(Excerpts from a pointing dataset)

== == ==

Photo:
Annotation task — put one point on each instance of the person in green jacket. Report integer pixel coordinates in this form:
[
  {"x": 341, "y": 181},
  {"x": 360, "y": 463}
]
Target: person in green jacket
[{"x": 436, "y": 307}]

== == ==

■ DIRECTIONS
Please extract every one of the lines above and reproduce them verbatim, with nothing changed.

■ SOLUTION FOR THIS PROBLEM
Photo:
Annotation task — put one point on each instance of the person in green jacket. Report integer pixel coordinates in this form:
[
  {"x": 341, "y": 181},
  {"x": 360, "y": 463}
]
Target: person in green jacket
[{"x": 436, "y": 307}]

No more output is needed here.